--- Document segment ---

Blog Post

The self-defeating operator

The self-defeating operator

When a project is in trouble, the first thing some operators do is blame the contractor.

Perceived causes

Perceived causes

If a project is running late, has issues with build quality or is experiencing cost overruns, operators often jump to a familiar set of perceived causes:[1]

  • Costs are overrunning because the contractor’s rates are too high;
  • Rates are too high because the contractor is making unreasonable margins;
  • The contractor is running late because it has not planned the work properly;
  • The contractor is delivering poor quality because its people are incompetent; or
  • The contractor is deliberately working slowly to maximise billable hours.

A focus on perceived causes leads the operator to impose a set of symptomatic solutions:

  • Force the contractor to reduce its charge rates;
  • Demand the contractor replace “non-performing” personnel;
  • Impose penalties for delay and poor quality and refuse to pay for rework; or
  • Cap reimbursement for billable hours.

Symptomatic solutions

Symptomatic ‘solutions’

Symptomatic solutions generate unexpected side effects:

  • Contractor “works-to-rule” and minimises non-essential services to preserve margins;
  • Contractor replaces high-cost, high-performing personnel with lower-cost personnel at the same rates;
  • Contractor subcontracts or offshores without telling the client;
  • Quality declines; and
  • Contractor hides bad news to avoid further penalties.
Unexpected side effects

What all these things have in common is an attitude that responsibility for a troubled project should fall on the contractor.

--- Source information ---

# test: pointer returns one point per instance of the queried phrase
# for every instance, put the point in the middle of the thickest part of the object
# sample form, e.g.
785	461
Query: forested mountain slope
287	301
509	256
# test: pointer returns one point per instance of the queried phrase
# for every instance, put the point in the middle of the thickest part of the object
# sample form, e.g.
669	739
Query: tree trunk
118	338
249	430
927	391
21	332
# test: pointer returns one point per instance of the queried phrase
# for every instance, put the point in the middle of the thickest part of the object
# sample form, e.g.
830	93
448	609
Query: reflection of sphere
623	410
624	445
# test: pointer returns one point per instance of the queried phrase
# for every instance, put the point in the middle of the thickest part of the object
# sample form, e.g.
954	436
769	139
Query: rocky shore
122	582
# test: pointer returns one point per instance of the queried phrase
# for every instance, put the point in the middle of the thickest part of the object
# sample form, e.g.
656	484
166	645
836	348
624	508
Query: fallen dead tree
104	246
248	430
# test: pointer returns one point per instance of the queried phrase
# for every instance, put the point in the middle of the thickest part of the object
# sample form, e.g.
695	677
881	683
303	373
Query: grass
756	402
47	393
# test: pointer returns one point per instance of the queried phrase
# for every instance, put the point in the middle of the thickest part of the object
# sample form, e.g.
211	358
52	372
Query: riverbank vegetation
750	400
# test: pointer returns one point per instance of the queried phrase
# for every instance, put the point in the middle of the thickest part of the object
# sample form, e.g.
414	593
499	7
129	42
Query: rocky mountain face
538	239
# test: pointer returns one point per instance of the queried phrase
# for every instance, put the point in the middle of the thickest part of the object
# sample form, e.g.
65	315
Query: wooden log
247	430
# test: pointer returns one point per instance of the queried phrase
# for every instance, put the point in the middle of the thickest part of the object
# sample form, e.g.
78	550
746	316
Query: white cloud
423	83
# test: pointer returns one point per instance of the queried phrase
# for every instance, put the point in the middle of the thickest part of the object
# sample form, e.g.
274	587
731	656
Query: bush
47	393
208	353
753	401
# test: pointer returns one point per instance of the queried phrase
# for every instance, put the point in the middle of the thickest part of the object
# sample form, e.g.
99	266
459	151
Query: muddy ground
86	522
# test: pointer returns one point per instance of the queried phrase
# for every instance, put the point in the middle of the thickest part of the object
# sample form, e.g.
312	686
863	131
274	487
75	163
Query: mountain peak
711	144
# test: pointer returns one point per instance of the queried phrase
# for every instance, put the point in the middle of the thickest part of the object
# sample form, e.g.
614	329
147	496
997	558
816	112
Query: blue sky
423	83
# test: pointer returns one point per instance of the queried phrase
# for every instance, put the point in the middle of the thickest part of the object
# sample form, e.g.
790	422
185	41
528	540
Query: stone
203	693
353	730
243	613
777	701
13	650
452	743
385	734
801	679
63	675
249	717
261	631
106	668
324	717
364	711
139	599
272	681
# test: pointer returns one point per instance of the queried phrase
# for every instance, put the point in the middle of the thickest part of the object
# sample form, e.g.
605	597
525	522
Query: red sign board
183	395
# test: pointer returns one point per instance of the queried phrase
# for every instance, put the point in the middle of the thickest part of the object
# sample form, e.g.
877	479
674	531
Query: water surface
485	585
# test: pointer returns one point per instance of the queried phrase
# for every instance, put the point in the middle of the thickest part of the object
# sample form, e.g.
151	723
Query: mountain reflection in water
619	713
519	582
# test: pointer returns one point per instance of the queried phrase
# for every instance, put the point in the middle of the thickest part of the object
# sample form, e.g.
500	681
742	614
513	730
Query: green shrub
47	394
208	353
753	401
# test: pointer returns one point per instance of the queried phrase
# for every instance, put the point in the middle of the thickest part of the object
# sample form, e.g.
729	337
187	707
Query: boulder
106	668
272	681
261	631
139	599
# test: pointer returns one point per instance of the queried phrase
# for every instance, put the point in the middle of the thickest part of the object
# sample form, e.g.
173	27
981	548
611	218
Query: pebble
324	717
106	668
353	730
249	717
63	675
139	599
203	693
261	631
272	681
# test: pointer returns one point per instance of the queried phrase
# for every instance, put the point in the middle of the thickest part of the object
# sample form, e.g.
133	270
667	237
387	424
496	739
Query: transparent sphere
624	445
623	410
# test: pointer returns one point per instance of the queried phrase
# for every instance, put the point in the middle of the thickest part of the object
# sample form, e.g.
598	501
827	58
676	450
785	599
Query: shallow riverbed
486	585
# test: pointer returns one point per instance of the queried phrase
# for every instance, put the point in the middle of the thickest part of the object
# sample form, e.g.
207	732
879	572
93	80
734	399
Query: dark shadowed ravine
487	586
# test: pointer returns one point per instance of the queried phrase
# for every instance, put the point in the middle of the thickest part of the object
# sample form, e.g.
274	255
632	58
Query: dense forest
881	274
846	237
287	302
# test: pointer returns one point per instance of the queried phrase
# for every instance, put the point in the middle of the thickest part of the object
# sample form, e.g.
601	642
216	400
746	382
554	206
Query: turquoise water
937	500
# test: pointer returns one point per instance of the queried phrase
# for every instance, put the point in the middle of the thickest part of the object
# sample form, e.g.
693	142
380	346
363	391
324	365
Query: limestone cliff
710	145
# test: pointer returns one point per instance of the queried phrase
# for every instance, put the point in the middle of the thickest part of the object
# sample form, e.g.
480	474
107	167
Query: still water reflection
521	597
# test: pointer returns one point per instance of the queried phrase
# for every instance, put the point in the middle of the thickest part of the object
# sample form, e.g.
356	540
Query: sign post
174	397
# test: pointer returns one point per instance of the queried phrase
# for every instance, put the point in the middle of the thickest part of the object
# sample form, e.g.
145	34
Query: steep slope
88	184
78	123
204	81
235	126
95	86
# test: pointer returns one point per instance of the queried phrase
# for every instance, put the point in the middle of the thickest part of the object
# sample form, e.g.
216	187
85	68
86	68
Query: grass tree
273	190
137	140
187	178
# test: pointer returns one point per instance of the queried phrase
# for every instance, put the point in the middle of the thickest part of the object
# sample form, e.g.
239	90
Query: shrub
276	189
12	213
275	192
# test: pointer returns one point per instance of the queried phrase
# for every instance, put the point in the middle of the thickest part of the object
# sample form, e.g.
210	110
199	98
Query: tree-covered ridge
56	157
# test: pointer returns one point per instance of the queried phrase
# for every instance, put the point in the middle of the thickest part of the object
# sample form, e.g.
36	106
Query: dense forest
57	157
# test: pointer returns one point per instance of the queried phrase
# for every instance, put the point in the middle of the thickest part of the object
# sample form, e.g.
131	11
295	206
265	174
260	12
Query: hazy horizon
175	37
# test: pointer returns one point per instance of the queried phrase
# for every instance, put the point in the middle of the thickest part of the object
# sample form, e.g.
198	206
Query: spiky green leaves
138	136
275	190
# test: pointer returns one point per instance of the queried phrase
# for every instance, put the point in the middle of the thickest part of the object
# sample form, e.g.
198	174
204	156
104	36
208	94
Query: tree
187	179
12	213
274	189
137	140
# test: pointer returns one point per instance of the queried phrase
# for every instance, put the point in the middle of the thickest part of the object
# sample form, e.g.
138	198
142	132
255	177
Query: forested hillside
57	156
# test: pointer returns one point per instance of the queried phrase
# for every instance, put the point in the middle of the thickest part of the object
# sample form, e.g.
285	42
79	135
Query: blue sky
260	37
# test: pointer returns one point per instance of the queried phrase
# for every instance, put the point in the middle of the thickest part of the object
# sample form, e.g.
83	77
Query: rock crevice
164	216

---

### What you will do:
[1] In the self-defeating operator post, retype the part starting with "Symptomatic ‘solutions’" and going on through "on the contractor.".
[2] Answer these questions from the self-defeating operator post:
(a) What perceived cause does the post give for the contractor's rates being too high?
(b) What does the operator refuse to pay for when imposing penalties?
(c) Why does the contractor hide bad news?
[3] In the self-defeating operator post, rewrite the paragraph beginning "Symptomatic solutions generate unexpected side effects" and its list as one shorter sentence that keeps the main facts.
The listing has nothing to do with the self-defeating operator post.

### Outputs in order:
[1]
Symptomatic ‘solutions’

Symptomatic solutions generate unexpected side effects:

  • Contractor “works-to-rule” and minimises non-essential services to preserve margins;
  • Contractor replaces high-cost, high-performing personnel with lower-cost personnel at the same rates;
  • Contractor subcontracts or offshores without telling the client;
  • Quality declines; and
  • Contractor hides bad news to avoid further penalties.
Unexpected side effects

What all these things have in common is an attitude that responsibility for a troubled project should fall on the contractor.

[2]
(a) The contractor is making unreasonable margins.
(b) Rework.
(c) To avoid further penalties.

[3] Symptomatic solutions backfire: the contractor works to rule and cuts non-essential services to protect margins, swaps high-performing staff for cheaper ones at the same rates, secretly subcontracts or offshores, lets quality decline and hides bad news to escape further penalties.